### Jobs:
1 > In the excerpt on the fourteen branches of learning in Hinduism, turn the paragraph beginning "The six accessory texts or studies of Vedas" into a list.
2 > According to the excerpt on the fourteen branches of learning in Hinduism, how many Puranas are there?

### Excerpt:
-- Begin --
Chaturdasa Vidyas, the fourteen branches of learning in Hinduism, include the four Vedas, the six accessory texts (Vedangas), Dharmashastra, Puranas, Mimamsa and Nyaya.

The four Vedas – Rig Veda, Yajur Veda, Sama Veda, and Atharva Veda – are well known as the foundation of Hindu culture, generally referred to as Sanatana Dharma.

The six accessory texts or studies of Vedas are Siksha (phonetics), kalpa (ordinances), vyakarana (grammar), nirkuta (etymology), chandas (metrical science), and jyotisha (astrology and astronomy).

Each of these auxiliary studies is recognized as having a practical utility in the performance of different Vedic rituals. Shiksha relates to the rules governing the recitation of Vedic mantras with their proper accent. The kalpa texts are divided into four groups, respectively governing household rites, the rites according to Vedic texts, and those governing codes of conduct in family and social life. Grammar helps us understand the structure of the Vedic language. Nirkuta enables us to understand the derivation of Vedic words. Chanda teaches the seven meters (Gayatri, Usnik, Anustubh, Brhati, Pankti, Trisrubh and Jagati) of the Vedic language. Jyotisha enables us to know the appropriate time for the performance of different rites.

Puranas, eighteen in number, explain Sanatana Dharma embedded in the Vedas.

Mimamsa, as a study of philosophical exegesis, lays down the method of interpreting Vedas and the performance of various sacrificial rites. Nyaya gave rise to a method of logical analysis of truth and reasoning.
-- End --
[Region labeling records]
-- Begin --
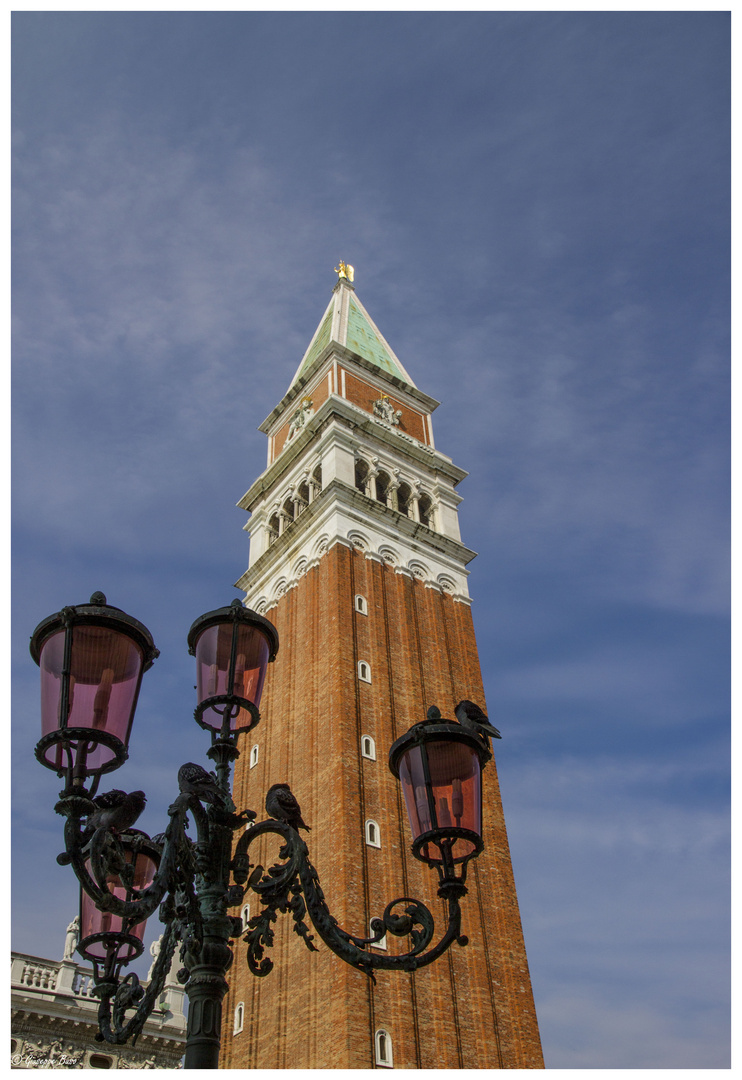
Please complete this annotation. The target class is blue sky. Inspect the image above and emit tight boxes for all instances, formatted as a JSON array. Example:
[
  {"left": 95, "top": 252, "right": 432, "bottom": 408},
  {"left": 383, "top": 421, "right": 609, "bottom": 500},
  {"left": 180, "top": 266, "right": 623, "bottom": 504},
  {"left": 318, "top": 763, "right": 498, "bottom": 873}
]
[{"left": 12, "top": 12, "right": 729, "bottom": 1068}]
-- End --
### Answers to the exercises:
1 >
The six accessory texts or studies of the Vedas:
- Siksha (phonetics)
- Kalpa (ordinances)
- Vyakarana (grammar)
- Nirkuta (etymology)
- Chandas (metrical science)
- Jyotisha (astrology and astronomy)

2 > There are eighteen Puranas.